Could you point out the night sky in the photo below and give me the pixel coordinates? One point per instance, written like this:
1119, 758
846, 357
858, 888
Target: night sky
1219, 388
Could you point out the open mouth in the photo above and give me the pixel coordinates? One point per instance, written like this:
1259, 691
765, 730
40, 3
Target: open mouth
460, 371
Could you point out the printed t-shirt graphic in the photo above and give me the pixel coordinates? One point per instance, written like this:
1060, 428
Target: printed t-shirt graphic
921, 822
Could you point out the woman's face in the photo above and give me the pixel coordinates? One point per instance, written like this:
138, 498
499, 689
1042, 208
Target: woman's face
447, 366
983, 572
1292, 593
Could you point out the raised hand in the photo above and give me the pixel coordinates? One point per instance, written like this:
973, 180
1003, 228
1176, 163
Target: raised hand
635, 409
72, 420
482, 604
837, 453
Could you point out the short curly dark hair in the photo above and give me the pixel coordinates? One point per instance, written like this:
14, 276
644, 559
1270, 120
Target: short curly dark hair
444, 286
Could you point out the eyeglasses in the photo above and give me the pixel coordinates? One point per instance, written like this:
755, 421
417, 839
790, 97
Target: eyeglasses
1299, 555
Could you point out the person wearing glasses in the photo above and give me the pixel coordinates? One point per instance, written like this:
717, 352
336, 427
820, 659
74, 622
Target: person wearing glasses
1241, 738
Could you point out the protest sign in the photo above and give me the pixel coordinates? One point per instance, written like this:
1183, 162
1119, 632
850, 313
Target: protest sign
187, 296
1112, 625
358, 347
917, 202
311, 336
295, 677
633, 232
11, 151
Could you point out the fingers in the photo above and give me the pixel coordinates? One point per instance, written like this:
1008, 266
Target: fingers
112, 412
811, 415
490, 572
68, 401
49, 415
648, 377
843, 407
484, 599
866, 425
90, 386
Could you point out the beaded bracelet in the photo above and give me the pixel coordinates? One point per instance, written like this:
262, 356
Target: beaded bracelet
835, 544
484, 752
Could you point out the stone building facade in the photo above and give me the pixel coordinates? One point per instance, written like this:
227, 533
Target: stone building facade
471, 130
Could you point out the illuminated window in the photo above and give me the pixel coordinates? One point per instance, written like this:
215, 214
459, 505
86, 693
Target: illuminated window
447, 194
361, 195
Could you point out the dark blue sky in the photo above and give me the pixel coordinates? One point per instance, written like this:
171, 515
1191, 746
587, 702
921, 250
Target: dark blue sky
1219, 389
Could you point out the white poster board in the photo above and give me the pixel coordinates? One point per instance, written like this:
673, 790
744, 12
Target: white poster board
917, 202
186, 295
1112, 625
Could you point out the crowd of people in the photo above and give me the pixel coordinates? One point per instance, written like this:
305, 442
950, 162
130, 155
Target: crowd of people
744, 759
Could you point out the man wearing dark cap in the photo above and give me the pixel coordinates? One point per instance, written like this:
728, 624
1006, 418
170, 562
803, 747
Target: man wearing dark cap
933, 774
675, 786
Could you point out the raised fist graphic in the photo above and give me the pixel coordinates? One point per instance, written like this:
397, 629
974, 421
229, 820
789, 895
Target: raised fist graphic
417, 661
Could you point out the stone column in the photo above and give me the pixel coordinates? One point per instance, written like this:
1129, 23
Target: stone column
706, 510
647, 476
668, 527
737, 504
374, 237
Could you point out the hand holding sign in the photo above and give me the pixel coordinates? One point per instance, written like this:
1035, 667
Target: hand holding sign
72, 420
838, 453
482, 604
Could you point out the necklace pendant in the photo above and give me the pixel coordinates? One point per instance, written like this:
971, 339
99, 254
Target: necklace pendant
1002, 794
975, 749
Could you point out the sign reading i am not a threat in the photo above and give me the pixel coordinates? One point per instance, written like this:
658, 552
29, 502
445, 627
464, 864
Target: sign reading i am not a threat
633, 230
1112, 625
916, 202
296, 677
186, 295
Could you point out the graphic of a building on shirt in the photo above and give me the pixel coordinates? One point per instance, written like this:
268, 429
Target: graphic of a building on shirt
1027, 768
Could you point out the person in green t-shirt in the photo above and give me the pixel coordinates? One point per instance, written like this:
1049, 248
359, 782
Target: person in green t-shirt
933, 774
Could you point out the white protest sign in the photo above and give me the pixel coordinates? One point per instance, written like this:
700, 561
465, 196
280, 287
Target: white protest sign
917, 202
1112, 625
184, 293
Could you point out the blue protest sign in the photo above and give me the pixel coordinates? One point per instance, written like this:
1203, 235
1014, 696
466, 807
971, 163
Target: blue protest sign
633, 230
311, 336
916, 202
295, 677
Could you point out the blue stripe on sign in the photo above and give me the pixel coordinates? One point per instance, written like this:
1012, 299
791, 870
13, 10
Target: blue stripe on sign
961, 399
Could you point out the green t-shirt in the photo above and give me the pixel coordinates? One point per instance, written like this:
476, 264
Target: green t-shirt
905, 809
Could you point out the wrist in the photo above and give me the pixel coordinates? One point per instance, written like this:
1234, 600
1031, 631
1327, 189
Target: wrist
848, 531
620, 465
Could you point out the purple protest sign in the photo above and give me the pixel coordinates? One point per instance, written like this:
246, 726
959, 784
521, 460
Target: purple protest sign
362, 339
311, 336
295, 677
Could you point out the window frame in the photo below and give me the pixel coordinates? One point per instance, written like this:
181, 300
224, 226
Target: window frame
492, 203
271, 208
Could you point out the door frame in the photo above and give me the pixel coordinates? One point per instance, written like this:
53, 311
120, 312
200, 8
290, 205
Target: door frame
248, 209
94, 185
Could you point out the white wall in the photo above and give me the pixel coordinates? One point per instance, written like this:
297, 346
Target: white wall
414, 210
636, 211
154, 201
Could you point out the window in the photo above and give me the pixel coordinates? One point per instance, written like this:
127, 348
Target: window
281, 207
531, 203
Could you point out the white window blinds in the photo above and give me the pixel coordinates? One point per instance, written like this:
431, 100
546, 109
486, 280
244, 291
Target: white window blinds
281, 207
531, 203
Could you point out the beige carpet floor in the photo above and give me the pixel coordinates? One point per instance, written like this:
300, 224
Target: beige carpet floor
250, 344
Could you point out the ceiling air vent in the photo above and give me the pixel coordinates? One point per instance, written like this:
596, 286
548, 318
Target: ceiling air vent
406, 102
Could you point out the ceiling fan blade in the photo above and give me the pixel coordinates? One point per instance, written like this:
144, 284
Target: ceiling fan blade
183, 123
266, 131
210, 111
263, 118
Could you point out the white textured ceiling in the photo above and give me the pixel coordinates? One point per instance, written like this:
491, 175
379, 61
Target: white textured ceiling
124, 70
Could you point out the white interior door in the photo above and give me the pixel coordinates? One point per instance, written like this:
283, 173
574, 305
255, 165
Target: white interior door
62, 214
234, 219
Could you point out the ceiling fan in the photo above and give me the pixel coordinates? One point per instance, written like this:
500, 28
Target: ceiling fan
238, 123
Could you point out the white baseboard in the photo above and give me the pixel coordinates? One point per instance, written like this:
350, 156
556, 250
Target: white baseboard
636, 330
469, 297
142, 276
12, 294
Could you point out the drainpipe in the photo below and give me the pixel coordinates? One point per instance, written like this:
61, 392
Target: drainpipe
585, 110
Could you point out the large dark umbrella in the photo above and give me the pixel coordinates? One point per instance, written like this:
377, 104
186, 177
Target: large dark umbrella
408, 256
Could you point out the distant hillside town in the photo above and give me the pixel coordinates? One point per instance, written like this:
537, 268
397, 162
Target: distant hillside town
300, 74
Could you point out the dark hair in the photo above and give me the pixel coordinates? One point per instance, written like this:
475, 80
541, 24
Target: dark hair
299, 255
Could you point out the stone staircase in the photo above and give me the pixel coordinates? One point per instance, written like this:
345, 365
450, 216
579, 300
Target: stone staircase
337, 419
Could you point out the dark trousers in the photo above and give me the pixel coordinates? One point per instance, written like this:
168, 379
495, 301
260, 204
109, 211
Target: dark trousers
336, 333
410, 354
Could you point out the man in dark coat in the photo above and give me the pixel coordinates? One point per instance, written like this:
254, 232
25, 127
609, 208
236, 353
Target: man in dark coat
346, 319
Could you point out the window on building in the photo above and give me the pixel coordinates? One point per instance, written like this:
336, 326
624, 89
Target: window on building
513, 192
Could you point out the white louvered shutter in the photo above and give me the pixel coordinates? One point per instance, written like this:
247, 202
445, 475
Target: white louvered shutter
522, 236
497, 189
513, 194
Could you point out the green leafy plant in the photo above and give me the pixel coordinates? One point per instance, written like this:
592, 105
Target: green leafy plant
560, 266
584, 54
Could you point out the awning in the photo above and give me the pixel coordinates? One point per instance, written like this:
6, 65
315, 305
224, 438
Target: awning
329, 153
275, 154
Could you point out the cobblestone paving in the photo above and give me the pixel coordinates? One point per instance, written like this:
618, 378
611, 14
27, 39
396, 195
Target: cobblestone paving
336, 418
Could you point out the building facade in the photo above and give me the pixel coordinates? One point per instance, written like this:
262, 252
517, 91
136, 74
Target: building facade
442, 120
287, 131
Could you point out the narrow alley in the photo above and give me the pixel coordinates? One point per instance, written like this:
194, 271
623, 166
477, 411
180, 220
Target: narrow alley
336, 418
────────
> TASK DETAILS
Find the line containing "Could you point out the dark trousers", then output it and every line after it to the end of the data, exactly.

> ANSWER TO THE TASK
Could you point out the dark trousers in the photo above and give me the pixel coordinates? One point per instance, written like this:
168, 379
495, 301
260, 204
109, 211
Target: dark trousers
336, 333
410, 354
Could you point out the man in dark coat in the photo above and give me the pixel coordinates? One point per instance, written like this:
254, 232
25, 127
609, 208
236, 353
Target: man in dark coat
346, 319
Could you point out the window on building in the photo above and give me the pixel coordinates? One point per instance, written like this:
336, 326
624, 89
Target: window on building
513, 192
Could you point out the white louvered shutter in the photo above and give me the pixel coordinates? One point per instance, written like this:
247, 202
445, 475
Target: white louvered shutter
522, 236
497, 189
513, 194
Could you point out the green leafy plant in the photo above and give me the pixel coordinates? One point per instance, written like this:
592, 105
Target: green leafy plant
560, 266
584, 54
Could you point out the awning in the photo above and give me the pixel coordinates? One point per instance, written like this:
6, 65
315, 305
224, 438
Target: awning
329, 153
275, 154
Could you point out the cobblestone paving in the photo above and give me the pixel coordinates? One point per instance, written like this:
618, 378
611, 14
27, 39
396, 195
Target: cobblestone paving
336, 418
Could you point out the building facade in the photo above and give me the pixel coordinates? One point per instance, written like this:
262, 252
517, 91
136, 74
Target: building facade
442, 120
287, 131
Could you point out the narrow alley in the photo above and give me the pixel coordinates? One point per instance, written like this:
194, 271
623, 166
477, 411
180, 220
Target: narrow alley
336, 418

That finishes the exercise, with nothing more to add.